## START Material for this task
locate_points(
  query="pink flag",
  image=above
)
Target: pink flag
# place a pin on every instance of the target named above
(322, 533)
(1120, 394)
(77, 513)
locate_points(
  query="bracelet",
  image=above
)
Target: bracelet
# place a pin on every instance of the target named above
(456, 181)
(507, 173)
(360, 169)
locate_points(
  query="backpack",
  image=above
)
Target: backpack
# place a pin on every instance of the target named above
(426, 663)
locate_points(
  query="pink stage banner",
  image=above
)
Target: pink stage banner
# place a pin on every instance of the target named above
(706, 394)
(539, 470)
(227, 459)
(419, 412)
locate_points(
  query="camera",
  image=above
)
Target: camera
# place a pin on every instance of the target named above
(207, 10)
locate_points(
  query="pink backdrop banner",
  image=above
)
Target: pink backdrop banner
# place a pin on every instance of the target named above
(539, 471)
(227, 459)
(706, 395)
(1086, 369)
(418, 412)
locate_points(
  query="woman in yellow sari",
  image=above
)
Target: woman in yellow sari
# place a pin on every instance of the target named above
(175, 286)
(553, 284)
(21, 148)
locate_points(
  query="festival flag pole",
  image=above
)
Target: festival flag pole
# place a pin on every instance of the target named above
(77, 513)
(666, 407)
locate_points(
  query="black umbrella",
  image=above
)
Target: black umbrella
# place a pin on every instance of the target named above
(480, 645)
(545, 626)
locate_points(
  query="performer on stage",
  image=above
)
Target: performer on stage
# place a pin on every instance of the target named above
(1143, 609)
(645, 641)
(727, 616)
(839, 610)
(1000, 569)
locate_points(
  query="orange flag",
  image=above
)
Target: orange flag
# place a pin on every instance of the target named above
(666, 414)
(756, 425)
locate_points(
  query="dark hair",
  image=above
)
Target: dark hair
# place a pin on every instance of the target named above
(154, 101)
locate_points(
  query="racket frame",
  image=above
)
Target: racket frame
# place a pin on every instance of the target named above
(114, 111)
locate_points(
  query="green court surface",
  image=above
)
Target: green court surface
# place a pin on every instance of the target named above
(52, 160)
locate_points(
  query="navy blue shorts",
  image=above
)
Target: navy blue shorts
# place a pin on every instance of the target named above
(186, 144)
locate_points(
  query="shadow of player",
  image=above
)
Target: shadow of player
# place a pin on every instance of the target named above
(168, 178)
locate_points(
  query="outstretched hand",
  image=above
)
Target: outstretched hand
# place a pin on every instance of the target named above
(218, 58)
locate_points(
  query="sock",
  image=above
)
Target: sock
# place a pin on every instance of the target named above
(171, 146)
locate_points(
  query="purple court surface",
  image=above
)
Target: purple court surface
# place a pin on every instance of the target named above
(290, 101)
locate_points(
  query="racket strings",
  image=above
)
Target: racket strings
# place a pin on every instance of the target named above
## END Material for this task
Work instructions :: Collect each line in the items above that contains the word "festival". Treat uppercase and lowercase letters as different.

Solution ::
  query="festival flag pole",
Target: festival flag pole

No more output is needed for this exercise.